#### Stored rows
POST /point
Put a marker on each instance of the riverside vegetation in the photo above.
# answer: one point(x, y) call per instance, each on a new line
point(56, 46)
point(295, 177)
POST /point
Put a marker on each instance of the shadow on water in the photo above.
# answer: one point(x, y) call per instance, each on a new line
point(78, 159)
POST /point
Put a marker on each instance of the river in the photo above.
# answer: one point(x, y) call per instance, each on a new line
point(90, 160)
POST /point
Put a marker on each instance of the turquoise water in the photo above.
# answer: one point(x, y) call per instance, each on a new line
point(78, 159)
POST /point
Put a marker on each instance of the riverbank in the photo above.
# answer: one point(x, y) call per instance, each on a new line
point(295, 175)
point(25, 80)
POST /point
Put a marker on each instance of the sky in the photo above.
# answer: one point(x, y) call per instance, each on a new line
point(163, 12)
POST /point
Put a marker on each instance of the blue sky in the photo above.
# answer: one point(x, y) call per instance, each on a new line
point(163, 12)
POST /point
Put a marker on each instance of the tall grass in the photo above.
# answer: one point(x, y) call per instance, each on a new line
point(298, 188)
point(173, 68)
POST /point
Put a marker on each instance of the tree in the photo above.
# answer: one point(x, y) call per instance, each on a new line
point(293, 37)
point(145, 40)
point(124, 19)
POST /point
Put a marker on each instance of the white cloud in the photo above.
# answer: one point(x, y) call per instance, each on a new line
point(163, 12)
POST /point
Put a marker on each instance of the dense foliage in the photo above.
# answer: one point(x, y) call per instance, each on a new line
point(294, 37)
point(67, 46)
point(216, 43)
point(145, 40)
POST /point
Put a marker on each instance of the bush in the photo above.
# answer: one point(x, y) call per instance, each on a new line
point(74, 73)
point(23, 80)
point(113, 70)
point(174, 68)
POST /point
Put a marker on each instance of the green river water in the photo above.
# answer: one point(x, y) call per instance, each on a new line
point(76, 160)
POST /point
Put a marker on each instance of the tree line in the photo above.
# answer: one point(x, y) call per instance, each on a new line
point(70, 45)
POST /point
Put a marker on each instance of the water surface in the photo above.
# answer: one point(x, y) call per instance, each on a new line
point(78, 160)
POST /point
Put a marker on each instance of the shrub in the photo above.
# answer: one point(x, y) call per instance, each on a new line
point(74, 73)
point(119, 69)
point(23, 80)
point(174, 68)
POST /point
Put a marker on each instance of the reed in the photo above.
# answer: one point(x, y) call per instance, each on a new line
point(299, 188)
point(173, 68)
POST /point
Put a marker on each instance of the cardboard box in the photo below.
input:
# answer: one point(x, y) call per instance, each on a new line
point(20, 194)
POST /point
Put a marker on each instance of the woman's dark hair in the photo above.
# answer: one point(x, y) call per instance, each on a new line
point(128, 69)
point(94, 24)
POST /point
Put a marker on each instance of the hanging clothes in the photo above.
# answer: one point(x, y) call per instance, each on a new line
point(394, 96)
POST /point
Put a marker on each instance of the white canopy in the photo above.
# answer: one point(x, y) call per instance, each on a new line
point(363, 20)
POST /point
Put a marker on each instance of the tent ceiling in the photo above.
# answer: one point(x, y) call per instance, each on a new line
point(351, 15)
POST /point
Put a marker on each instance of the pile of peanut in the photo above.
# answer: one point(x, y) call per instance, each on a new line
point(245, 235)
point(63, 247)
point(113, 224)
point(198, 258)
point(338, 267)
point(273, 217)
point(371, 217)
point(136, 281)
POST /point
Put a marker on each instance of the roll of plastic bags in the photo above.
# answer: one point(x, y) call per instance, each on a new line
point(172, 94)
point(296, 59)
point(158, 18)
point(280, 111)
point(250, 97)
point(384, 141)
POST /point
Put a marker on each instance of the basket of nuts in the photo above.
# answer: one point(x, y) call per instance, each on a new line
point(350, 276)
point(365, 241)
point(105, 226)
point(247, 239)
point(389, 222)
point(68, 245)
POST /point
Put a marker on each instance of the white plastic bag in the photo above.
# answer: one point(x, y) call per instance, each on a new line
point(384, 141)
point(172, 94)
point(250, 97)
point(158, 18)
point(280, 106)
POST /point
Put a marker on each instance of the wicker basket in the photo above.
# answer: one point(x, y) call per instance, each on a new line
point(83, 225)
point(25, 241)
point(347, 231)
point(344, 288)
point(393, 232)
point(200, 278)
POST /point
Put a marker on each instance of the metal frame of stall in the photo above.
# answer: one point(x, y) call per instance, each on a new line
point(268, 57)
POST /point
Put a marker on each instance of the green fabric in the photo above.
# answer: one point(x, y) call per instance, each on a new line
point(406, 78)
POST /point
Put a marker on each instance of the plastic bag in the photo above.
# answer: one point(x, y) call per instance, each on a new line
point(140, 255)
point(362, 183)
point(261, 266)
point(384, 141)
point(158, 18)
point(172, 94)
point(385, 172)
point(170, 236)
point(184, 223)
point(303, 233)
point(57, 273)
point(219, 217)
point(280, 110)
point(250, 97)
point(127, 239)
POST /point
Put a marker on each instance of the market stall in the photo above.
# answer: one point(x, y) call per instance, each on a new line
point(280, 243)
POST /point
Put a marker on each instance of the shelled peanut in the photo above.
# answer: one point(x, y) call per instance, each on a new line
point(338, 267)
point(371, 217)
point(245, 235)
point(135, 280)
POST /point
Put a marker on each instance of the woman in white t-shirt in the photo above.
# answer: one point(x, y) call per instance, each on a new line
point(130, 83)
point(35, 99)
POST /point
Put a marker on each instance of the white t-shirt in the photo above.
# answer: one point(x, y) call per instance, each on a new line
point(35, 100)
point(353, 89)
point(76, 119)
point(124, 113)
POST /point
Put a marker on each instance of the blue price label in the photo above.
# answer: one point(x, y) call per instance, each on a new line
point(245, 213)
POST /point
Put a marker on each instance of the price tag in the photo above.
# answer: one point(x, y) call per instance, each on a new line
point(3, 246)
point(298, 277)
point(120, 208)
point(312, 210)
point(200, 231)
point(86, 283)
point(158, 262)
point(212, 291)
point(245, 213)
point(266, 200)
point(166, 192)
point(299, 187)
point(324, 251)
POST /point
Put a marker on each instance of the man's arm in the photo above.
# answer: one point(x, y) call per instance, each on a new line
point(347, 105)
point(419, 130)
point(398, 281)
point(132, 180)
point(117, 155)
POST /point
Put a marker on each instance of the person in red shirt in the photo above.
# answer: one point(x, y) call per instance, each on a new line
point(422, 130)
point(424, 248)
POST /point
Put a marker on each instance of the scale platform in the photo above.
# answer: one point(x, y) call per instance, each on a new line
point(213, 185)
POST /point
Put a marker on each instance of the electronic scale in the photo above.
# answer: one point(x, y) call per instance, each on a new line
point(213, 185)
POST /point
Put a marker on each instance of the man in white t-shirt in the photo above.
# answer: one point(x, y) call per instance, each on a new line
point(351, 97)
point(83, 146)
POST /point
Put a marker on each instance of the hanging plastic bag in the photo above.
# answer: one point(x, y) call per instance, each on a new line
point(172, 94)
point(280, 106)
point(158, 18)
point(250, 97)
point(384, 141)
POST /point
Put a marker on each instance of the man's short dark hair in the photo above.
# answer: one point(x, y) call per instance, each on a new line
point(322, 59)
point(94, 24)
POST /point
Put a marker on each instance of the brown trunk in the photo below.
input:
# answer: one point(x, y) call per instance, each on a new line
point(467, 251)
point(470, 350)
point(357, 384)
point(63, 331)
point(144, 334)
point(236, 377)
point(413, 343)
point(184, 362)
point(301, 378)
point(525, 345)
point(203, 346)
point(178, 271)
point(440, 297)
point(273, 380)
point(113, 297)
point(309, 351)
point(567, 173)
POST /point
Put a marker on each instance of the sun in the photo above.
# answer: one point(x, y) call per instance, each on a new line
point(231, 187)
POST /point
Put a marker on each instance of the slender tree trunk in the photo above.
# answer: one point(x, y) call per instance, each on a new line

#### Directions for this task
Without leaving anything out, give the entries again exactly.

#### Exercise answer
POST /point
Put a marker on each instance of the riverside vegetation in the photo above.
# answer: one point(x, y) call per instance, each on a new line
point(56, 46)
point(295, 177)
POST /point
Put a marker on each instance of the shadow on water in the photo above.
# answer: one point(x, y) call per instance, each on a new line
point(78, 159)
POST /point
Put a marker on each instance of the river in the photo above.
# answer: one point(x, y) call per instance, each on a new line
point(90, 160)
POST /point
Put a marker on each instance of the turquoise water in the photo above.
# answer: one point(x, y) call per instance, each on a new line
point(78, 159)
POST /point
Put a marker on each instance of the riverbank in the photo above.
# answer: one point(x, y) call per instance, each on a new line
point(295, 175)
point(25, 80)
POST /point
Put a marker on each instance of the sky in the photo above.
# answer: one point(x, y) call per instance, each on a new line
point(163, 12)
POST /point
Put a marker on each instance of the blue sky in the photo above.
# answer: one point(x, y) call per instance, each on a new line
point(163, 12)
POST /point
Put a marker on each instance of the tall grass in the photo above.
# answer: one point(x, y) call per instance, each on a new line
point(298, 188)
point(173, 68)
POST /point
Put a marker on each instance of the tree in the photo above.
# answer: one point(x, y) call per instance, each on a new line
point(293, 37)
point(145, 40)
point(124, 19)
POST /point
Put a marker on each instance of the white cloud in the photo above.
# answer: one point(x, y) call per instance, each on a new line
point(163, 12)
POST /point
Put a marker on each instance of the dense foliage in the photo above.
# answer: one point(x, y) call per instance, each on a new line
point(294, 37)
point(67, 46)
point(216, 43)
point(145, 40)
POST /point
Put a marker on each instance of the bush in the photo above.
# answer: one point(x, y) call per instance, each on a new line
point(74, 73)
point(23, 80)
point(113, 70)
point(174, 68)
POST /point
Put a marker on each instance of the green river water in the photo above.
# answer: one point(x, y) call per instance, each on a new line
point(76, 160)
POST /point
Put a marker on each instance of the tree line in the photo above.
# answer: one point(x, y) call per instance, each on a new line
point(70, 45)
POST /point
Put a marker on each instance of the water surface in the photo above.
# answer: one point(x, y) call per instance, each on a new line
point(78, 160)
POST /point
Put a marker on each instance of the shrub in the photo above.
# answer: one point(x, y) call per instance, each on a new line
point(74, 73)
point(119, 69)
point(23, 80)
point(174, 68)
POST /point
Put a marker on each instance of the reed in the photo above.
# answer: one point(x, y) call per instance, each on a new line
point(299, 188)
point(173, 68)
POST /point
Put a marker on each instance of the cardboard box in the photo below.
input:
# answer: one point(x, y) call per instance, each on a new line
point(20, 194)
POST /point
Put a marker on each instance of the woman's dark hair in the photo above.
# answer: one point(x, y) call per instance, each on a new line
point(128, 69)
point(94, 24)
POST /point
Put a marker on each instance of the hanging clothes in the photo above.
# answer: one point(x, y) call per instance, each on a new line
point(394, 96)
POST /point
Put a marker on each instance of the white canopy in the photo above.
# answer: one point(x, y) call per instance, each on a new line
point(363, 20)
POST /point
Put a marker on each instance of the tent ceiling in the photo above.
# answer: one point(x, y) call per instance, each on a new line
point(351, 15)
POST /point
Put a marker on each instance of the pile of peanut in the photo above.
# answer: one point(x, y) call per instance, each on a new line
point(245, 235)
point(63, 247)
point(113, 224)
point(198, 258)
point(338, 267)
point(273, 217)
point(371, 217)
point(136, 281)
POST /point
Put a marker on each instance of the roll of plastic bags in the photo above.
# answer: one point(x, y) call per instance, each on a new line
point(172, 94)
point(296, 59)
point(158, 18)
point(280, 111)
point(250, 97)
point(384, 141)
POST /point
Put a marker on each instance of the basket of nuts in the photo above.
# answer: one point(x, y) call per instance, each on a new line
point(350, 276)
point(365, 241)
point(105, 226)
point(247, 239)
point(389, 222)
point(68, 245)
POST /point
Put a marker on each instance of the white plastic bag in the photo above.
# answer: one point(x, y) call per instance, each on a new line
point(384, 141)
point(172, 94)
point(250, 97)
point(158, 18)
point(280, 106)
POST /point
Put a marker on each instance of the wicker basket in the photo above.
# answer: one point(x, y) call per instance, each on a new line
point(83, 225)
point(25, 241)
point(347, 231)
point(344, 288)
point(393, 232)
point(200, 278)
POST /point
Put a marker on each instance of the metal frame of stall in the photo above.
# answer: one point(x, y) call per instance, each on a new line
point(268, 57)
POST /point
Put a marker on each instance of the green fabric in the photo above.
# answer: one point(x, y) call per instance, each on a new line
point(406, 78)
POST /point
Put a marker on each instance of the plastic bag in the photo above.
# answer: one point(x, y) call per instance, each on a new line
point(140, 255)
point(362, 183)
point(261, 266)
point(384, 141)
point(158, 18)
point(172, 94)
point(385, 172)
point(170, 236)
point(184, 223)
point(303, 233)
point(57, 273)
point(219, 217)
point(280, 110)
point(250, 97)
point(127, 239)
POST /point
Put a marker on each instance of the market stall in the photo above.
# answer: one point(x, y) call per instance, each on a new line
point(280, 243)
POST /point
Put a marker on each instance of the shelled peanut in the photo above.
# answer: one point(x, y) call per instance, each on a new line
point(338, 267)
point(371, 217)
point(245, 235)
point(135, 280)
POST /point
Put a marker on each instance of the woman in white t-shirt in the photo above.
# answer: one point(x, y) call per instance, each on a new line
point(130, 83)
point(35, 99)
POST /point
Put a marker on each instance of the white t-shirt in the photo above.
# answer: one point(x, y) call per instance, each on a new line
point(35, 100)
point(353, 89)
point(76, 119)
point(124, 113)
POST /point
Put a marker on each instance of the blue price label in the photo above.
# answer: one point(x, y) call per instance, each on a new line
point(245, 213)
POST /point
Put a marker on each instance of the price tag in the photo above.
# answer: one point(x, y) call per instance, each on a new line
point(3, 246)
point(298, 277)
point(120, 208)
point(312, 210)
point(200, 231)
point(86, 283)
point(158, 262)
point(212, 291)
point(245, 213)
point(266, 200)
point(166, 192)
point(299, 187)
point(324, 251)
POST /point
Put a marker on each instance of the man's arm in the photo above.
# answer: one point(x, y) call per instance, each on a new line
point(347, 105)
point(419, 130)
point(398, 281)
point(132, 180)
point(117, 155)
POST /point
Put a marker on each instance of the person in red shirt in the photo above.
# answer: one point(x, y) call per instance, each on a new line
point(422, 130)
point(424, 248)
POST /point
Put a marker on each instance of the scale platform in the photo above.
# answer: one point(x, y) call per instance, each on a new line
point(213, 185)
POST /point
Put a marker on each instance of the electronic scale in the photo above.
# answer: one point(x, y) call per instance, each on a new line
point(213, 185)
POST /point
Put a marker on each instance of the man in white t-shirt in the photo above.
# answer: one point(x, y) call per instance, each on a new line
point(351, 97)
point(83, 146)
POST /point
Put a marker on each instance of the hanging plastic bag in the photo above.
# answer: one point(x, y) call per instance, each on a new line
point(172, 94)
point(280, 106)
point(158, 18)
point(250, 97)
point(384, 141)
POST /point
Put a marker on each instance of the man's short dark hair in the photo above.
# answer: one point(x, y) call per instance, each on a new line
point(322, 59)
point(94, 24)
POST /point
Put a marker on each instance of the brown trunk in the photo below.
input:
# answer: one point(x, y) call per instance, each on a new line
point(467, 251)
point(470, 350)
point(357, 384)
point(63, 331)
point(144, 334)
point(236, 377)
point(413, 343)
point(184, 362)
point(301, 378)
point(525, 345)
point(203, 346)
point(178, 271)
point(440, 297)
point(273, 380)
point(113, 297)
point(309, 351)
point(567, 173)
POST /point
Put a marker on each instance of the sun in the photo above.
# answer: one point(x, y) call per instance, each on a new line
point(231, 187)
POST /point
Put a marker on each instance of the slender tree trunk in the photo above.
# answer: one point(x, y) call per instance, each on a new line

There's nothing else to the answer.